● **TEXT SECTION**
BEGIN

Article ID Journal Published Year Pages File Type
4499967 Mathematical Biosciences 2015 11 Pages PDF
Abstract

•Stochastic modelling of HAMD responses in depression trials.•Patients’ responses can be described as realizations of stochastic processes.•Psychiatric trials call for general-purpose, non-mechanistic modelling approaches.•Empirical Bayes techniques can successfully estimate individual parameters.•Stable Markovian process gives a realistic description of interindividual variability.

This paper addresses the problem of modelling longitudinal data describing patients’ responses in clinical trials. In particular, a systematic approach relying on a system theoretic paradigm is proposed to deal with contexts where limited physiopathological knowledge is available on disease, drug response, and patients’ characteristics. The model relies on the notion of patient’s health state which summarizes the patient’s condition. In order to cope with the limited number of clinical data usually available, the paper considers a very parsimonious realization where the two state variables are the clinical endpoint and its derivative. Within a population framework, the individual response is modelled as the sum of an individual shift and the average response of subjects belonging to the same study, both described as Markovian processes and identified by empirical Bayes techniques. The proposed approach is validated with experimental data from a Phase II, flexible-dose, depression trial. The dose changes due to the flexible-dose scheme are handled as perturbations on the state. The connection between inter-individual variability and model stability is evaluated showing that the introduction of stable poles helps to describe populations whose range of individual responses does not diverge with time. In this way, good individual fittings and visual predictive checks were obtained for the clinical data. The proposed analysis provides a systematic approach to semi-mechanistic modelling when a precise knowledge of the physiological mechanisms of the disease is incomplete or missing.

END

● **Dataset entries**
BEGIN

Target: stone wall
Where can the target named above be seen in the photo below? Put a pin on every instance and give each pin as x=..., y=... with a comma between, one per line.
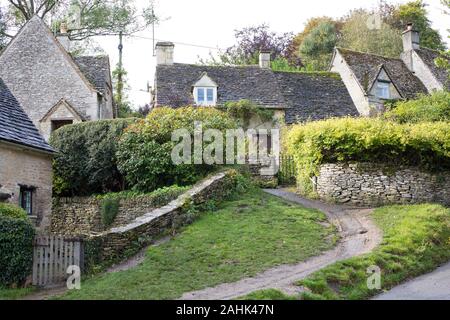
x=377, y=184
x=80, y=216
x=22, y=166
x=117, y=244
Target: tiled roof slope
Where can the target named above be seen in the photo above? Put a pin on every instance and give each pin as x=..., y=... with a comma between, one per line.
x=366, y=66
x=174, y=84
x=429, y=56
x=314, y=96
x=15, y=126
x=305, y=96
x=96, y=69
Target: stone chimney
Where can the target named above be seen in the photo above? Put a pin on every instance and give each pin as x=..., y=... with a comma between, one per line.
x=164, y=53
x=63, y=37
x=411, y=38
x=264, y=59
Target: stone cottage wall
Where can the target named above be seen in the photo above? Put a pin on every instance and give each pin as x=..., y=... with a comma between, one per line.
x=118, y=243
x=379, y=184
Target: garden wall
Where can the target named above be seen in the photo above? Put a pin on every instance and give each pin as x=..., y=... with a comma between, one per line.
x=118, y=243
x=378, y=184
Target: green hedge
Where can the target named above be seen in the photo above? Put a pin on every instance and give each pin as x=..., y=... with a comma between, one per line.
x=86, y=160
x=16, y=245
x=425, y=144
x=144, y=152
x=434, y=107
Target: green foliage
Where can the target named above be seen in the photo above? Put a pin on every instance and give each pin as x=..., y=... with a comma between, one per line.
x=318, y=45
x=16, y=248
x=110, y=209
x=244, y=110
x=86, y=160
x=434, y=107
x=367, y=140
x=12, y=211
x=144, y=153
x=415, y=241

END

● **TASK ITEM A**
In the abstract on modelling clinical trial data, rewrite everything from "Article ID Journal" down to "of interindividual variability.", replacing "depression" with "anxiety".
● **TASK ITEM B**
According to the abstract on modelling clinical trial data, what are the two state variables in the parsimonious realization?
The listing comes from a separate source.

● **ANSWER AREA A**
Article ID Journal Published Year Pages File Type
4499967 Mathematical Biosciences 2015 11 Pages PDF
Abstract

•Stochastic modelling of HAMD responses in anxiety trials.•Patients’ responses can be described as realizations of stochastic processes.•Psychiatric trials call for general-purpose, non-mechanistic modelling approaches.•Empirical Bayes techniques can successfully estimate individual parameters.•Stable Markovian process gives a realistic description of interindividual variability.

● **ANSWER AREA B**
The clinical endpoint and its derivative.